## STATED GOAL
In the records below, begin at the line that has "target: dirt ground" and stop after the line that has "[375,217,408,249]". Write those lines out again, switching each "concrete" to "cement" and leaving everything else unchanged.

** Start of EXERCISE MATERIALS **

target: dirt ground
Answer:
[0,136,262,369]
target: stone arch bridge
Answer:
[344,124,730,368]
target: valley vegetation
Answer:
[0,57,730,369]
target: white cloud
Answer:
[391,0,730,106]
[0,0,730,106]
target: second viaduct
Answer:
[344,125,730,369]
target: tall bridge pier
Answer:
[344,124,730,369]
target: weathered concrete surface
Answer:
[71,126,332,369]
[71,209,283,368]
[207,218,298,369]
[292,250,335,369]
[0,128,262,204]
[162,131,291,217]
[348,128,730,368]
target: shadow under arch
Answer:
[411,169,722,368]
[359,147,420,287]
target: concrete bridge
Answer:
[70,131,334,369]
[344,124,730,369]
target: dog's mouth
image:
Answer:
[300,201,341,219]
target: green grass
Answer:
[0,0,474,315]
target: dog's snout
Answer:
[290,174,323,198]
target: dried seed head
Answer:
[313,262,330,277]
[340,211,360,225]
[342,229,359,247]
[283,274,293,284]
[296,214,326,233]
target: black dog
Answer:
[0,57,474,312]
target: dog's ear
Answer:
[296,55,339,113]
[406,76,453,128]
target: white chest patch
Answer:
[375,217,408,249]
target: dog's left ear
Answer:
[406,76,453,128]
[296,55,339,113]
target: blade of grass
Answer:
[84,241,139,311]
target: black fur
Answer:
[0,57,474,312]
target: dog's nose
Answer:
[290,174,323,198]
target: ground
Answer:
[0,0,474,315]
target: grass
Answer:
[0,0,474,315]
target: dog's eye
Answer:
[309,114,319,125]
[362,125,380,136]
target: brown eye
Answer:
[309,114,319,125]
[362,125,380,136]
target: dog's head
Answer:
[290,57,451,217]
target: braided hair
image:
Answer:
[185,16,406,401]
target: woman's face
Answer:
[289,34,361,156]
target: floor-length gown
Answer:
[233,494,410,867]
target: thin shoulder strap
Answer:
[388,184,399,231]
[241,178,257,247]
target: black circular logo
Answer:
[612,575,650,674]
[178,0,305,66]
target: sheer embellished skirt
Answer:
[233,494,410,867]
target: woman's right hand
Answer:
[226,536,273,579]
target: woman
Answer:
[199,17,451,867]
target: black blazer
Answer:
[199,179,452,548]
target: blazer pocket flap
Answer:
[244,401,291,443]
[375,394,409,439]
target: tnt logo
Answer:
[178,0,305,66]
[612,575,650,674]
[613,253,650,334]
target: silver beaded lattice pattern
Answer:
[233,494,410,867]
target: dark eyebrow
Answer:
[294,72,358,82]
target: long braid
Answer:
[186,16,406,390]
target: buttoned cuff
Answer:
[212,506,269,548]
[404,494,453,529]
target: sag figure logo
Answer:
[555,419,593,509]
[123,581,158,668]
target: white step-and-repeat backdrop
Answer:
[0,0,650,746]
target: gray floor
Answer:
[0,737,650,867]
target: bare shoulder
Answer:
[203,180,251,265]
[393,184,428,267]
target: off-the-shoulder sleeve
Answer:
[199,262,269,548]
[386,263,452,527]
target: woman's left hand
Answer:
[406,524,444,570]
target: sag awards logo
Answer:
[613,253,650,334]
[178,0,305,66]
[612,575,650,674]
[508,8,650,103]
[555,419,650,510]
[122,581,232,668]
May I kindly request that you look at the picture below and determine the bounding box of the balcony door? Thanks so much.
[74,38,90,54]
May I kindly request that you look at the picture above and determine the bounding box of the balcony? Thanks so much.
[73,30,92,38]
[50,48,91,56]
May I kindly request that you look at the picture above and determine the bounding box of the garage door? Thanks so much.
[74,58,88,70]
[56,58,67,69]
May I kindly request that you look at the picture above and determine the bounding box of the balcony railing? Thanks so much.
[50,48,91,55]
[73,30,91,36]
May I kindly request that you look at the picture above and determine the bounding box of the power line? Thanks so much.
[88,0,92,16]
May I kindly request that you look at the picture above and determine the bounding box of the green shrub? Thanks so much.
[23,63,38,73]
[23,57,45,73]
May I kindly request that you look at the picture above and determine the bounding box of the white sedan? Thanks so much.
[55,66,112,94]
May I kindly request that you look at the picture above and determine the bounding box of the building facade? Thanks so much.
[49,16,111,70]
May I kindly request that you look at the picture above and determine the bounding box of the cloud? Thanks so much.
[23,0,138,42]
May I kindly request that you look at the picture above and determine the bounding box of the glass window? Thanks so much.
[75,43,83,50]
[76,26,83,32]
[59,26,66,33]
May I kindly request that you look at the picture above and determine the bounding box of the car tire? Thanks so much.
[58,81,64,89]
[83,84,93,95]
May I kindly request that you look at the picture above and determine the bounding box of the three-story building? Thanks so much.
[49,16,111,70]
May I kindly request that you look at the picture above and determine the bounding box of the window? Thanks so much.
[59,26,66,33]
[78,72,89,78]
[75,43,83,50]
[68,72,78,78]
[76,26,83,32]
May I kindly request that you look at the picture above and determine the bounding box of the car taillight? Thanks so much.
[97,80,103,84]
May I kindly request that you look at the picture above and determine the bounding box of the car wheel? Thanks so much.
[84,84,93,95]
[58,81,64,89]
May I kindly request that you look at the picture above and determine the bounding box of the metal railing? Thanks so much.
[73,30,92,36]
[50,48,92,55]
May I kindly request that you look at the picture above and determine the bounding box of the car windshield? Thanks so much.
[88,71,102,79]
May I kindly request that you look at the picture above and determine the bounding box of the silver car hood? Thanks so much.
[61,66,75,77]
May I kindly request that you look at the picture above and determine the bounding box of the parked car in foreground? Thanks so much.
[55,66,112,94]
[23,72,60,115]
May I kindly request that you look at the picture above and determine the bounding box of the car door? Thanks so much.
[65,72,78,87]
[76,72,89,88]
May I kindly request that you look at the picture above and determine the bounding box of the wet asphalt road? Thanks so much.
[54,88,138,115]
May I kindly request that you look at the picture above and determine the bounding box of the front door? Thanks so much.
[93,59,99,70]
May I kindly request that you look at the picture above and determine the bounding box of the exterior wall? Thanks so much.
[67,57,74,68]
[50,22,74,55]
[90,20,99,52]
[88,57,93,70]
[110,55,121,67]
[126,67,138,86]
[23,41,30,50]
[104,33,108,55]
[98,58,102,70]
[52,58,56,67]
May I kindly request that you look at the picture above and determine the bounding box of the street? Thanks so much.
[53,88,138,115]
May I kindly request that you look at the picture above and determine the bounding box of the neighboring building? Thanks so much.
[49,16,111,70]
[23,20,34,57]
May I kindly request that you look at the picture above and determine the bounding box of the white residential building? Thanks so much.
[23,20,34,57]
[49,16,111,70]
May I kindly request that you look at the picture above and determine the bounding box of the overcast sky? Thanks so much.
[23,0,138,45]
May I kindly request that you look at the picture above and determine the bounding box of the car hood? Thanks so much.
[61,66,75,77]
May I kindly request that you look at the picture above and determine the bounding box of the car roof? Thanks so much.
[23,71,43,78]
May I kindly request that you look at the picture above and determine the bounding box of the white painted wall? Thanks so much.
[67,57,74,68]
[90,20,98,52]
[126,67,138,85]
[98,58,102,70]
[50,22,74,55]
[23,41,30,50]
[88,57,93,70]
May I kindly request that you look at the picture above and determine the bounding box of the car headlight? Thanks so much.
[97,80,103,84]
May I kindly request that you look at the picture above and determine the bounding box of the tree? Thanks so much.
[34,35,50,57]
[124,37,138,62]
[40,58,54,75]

** End of EXERCISE MATERIALS **
** Start of EXERCISE MATERIALS **

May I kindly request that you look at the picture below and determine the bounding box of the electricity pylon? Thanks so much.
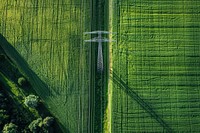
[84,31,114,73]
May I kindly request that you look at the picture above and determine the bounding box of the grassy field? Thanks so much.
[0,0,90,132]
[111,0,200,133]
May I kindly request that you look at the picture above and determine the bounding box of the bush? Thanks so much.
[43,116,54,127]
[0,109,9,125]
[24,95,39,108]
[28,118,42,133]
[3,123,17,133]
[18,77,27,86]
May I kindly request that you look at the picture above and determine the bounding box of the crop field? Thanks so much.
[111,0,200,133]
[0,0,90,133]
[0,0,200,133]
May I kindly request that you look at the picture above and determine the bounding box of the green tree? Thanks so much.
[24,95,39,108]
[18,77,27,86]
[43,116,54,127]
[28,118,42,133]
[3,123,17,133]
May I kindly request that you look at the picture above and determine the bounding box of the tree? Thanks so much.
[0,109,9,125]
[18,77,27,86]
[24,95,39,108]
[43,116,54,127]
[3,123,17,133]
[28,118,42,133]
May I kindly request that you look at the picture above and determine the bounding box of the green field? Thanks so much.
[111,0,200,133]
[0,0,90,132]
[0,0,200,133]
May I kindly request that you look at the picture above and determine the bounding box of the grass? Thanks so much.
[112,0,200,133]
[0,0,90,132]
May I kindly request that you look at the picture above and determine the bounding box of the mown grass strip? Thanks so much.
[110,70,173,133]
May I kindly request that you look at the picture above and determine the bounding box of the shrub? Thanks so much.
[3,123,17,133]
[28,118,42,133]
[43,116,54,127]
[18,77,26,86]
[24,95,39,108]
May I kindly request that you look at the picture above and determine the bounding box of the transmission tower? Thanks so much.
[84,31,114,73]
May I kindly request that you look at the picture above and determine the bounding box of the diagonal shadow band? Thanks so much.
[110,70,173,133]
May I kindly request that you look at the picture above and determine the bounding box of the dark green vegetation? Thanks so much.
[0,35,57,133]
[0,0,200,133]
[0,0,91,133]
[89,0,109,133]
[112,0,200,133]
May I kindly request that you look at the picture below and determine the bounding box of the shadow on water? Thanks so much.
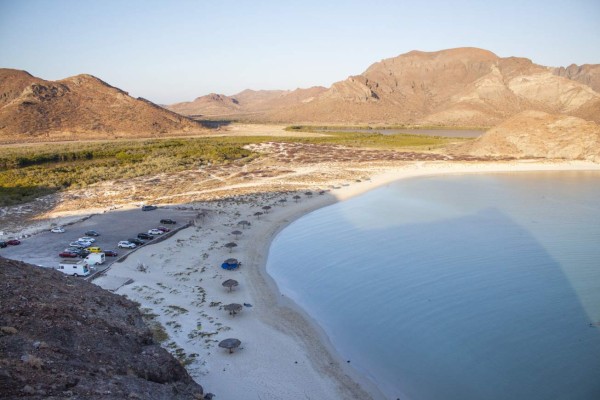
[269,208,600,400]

** End of EXERCISE MATERIALS **
** Start of EXERCISE MATERIALS **

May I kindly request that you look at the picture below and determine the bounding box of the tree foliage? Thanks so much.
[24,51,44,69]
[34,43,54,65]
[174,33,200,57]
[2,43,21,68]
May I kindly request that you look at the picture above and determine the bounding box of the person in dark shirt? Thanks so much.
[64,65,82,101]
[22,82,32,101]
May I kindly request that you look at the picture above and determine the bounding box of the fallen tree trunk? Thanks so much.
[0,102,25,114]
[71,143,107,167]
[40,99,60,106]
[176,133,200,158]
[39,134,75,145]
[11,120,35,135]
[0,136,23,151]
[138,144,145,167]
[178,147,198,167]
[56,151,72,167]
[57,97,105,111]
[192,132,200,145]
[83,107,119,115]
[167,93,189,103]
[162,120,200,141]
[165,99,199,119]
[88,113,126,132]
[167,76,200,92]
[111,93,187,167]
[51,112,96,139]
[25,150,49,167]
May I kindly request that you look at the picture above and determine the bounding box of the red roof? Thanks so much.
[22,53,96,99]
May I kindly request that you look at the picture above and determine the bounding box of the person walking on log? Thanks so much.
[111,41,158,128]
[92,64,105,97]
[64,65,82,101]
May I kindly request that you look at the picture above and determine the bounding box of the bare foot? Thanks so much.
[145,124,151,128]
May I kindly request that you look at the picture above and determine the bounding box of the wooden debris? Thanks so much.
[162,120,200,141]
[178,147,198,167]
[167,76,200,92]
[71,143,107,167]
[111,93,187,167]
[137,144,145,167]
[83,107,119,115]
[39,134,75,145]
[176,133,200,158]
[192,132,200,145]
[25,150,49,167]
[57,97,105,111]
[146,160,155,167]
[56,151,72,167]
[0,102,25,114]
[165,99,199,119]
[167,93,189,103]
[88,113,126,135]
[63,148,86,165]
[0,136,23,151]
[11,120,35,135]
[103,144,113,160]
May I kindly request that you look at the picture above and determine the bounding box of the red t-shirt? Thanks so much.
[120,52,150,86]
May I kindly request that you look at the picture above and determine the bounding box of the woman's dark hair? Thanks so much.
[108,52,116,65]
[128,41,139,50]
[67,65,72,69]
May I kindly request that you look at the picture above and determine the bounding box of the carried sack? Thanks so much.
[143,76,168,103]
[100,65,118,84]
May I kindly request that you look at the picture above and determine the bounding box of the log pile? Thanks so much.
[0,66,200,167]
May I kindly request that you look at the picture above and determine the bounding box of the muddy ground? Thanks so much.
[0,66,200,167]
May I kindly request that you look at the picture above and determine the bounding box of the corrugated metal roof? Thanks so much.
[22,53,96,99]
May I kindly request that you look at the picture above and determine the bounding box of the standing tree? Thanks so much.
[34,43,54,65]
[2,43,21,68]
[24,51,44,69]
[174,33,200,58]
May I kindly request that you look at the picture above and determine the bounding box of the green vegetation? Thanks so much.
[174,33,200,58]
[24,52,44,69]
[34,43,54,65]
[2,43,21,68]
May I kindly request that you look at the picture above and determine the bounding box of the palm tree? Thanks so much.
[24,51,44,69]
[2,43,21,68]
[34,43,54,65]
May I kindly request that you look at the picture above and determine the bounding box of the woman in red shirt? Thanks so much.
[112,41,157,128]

** End of EXERCISE MATERIALS **

## ANSWER BELOW
target: dirt ground
Answer:
[0,136,262,369]
target: stone arch bridge
Answer:
[344,124,730,368]
target: valley vegetation
Answer:
[0,57,730,369]
target: white cloud
Answer:
[391,0,730,106]
[0,0,730,106]
target: second viaduct
Answer:
[344,125,730,369]
target: tall bridge pier
Answer:
[344,124,730,369]
target: weathered cement surface
Answer:
[71,126,332,369]
[71,209,283,368]
[207,218,298,369]
[292,250,335,369]
[0,128,262,204]
[162,131,291,217]
[348,128,730,368]
target: shadow under arch
Answer:
[411,169,722,368]
[359,147,420,287]
target: cement bridge
Answer:
[70,131,334,369]
[344,124,730,369]
target: dog's mouth
image:
Answer:
[300,201,341,219]
target: green grass
Answer:
[0,0,474,315]
target: dog's snout
Answer:
[290,174,323,198]
target: dried seed head
Answer:
[313,262,330,277]
[340,211,360,225]
[342,229,359,247]
[283,274,293,284]
[296,214,326,233]
target: black dog
Answer:
[0,57,474,312]
target: dog's ear
Answer:
[296,55,339,113]
[406,76,453,128]
target: white chest patch
Answer:
[375,217,408,249]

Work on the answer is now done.